[Problem details] Copy the entries word for word, starting at the very first one and ending with the line that contains "<point>348,105</point>", including both ends.

[Information given]
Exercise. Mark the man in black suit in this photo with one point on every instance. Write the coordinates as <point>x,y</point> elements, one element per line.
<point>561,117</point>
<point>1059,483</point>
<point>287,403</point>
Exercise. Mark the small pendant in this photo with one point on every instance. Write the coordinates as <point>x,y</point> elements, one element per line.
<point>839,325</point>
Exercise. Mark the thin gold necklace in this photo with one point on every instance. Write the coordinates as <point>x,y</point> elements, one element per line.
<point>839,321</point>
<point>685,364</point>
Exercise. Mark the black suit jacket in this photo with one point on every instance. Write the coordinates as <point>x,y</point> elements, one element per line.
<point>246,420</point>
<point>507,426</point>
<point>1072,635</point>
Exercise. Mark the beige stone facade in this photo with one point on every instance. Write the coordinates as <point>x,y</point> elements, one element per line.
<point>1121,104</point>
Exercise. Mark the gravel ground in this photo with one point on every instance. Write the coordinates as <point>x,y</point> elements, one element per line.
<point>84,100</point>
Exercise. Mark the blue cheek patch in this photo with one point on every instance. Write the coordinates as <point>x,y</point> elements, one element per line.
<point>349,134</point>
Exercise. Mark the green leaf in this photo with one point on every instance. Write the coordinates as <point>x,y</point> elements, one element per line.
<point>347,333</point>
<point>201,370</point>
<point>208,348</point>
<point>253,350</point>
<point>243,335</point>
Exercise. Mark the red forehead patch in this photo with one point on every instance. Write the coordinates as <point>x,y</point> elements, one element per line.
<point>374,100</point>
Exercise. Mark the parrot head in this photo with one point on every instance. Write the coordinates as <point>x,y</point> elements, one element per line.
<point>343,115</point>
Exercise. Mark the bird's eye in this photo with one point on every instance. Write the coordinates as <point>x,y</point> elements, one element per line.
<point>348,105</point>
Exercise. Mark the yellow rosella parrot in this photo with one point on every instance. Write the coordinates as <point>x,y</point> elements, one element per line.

[Complete answer]
Exercise. Mark the man in black suit in this photo with one point on every instance. Write the coordinates as <point>x,y</point> elements, one element per line.
<point>561,117</point>
<point>1059,483</point>
<point>287,403</point>
Exercise. Mark the small pendant in this photo with one point on every instance. Write the coordinates as <point>x,y</point> elements, one element per line.
<point>839,325</point>
Exercise. Mark the thin gold necklace in this photo with one point on every instance. Write the coordinates as <point>x,y</point> elements, one element per line.
<point>839,321</point>
<point>685,364</point>
Exercise. Mark the black suit jacket in this photo with one point on every instance. Write the coordinates as <point>x,y</point> elements, one element per line.
<point>246,420</point>
<point>507,426</point>
<point>1072,635</point>
Exercise. Mark the beige stone facade in this photo with one point on every instance. Write the coordinates as <point>x,y</point> elements, one element per line.
<point>1121,104</point>
Exercise. Mark the gravel ground in this photo with one point on every instance. Write the coordinates as <point>x,y</point> elements, one element per line.
<point>84,100</point>
Exercise. Mark the blue cheek patch in this photo with one point on every instance. Write the coordinates as <point>x,y</point> elements, one element per line.
<point>349,134</point>
Exercise. Mark the green leaf in this photo with one point on every instance. Write the coordinates as <point>x,y</point> elements, one element per line.
<point>347,333</point>
<point>201,370</point>
<point>208,348</point>
<point>253,350</point>
<point>243,335</point>
Exercise. Mark the red forehead patch in this photo with one point on every instance. Write the coordinates as <point>x,y</point> elements, one element per line.
<point>374,100</point>
Exercise. Mark the parrot head in this photo with one point on every instance. Write the coordinates as <point>x,y</point> elements, one element per line.
<point>343,115</point>
Exercise. Mark the bird's eye in this photo with one point on every instance. Write the coordinates as <point>x,y</point> elements, one element per line.
<point>348,105</point>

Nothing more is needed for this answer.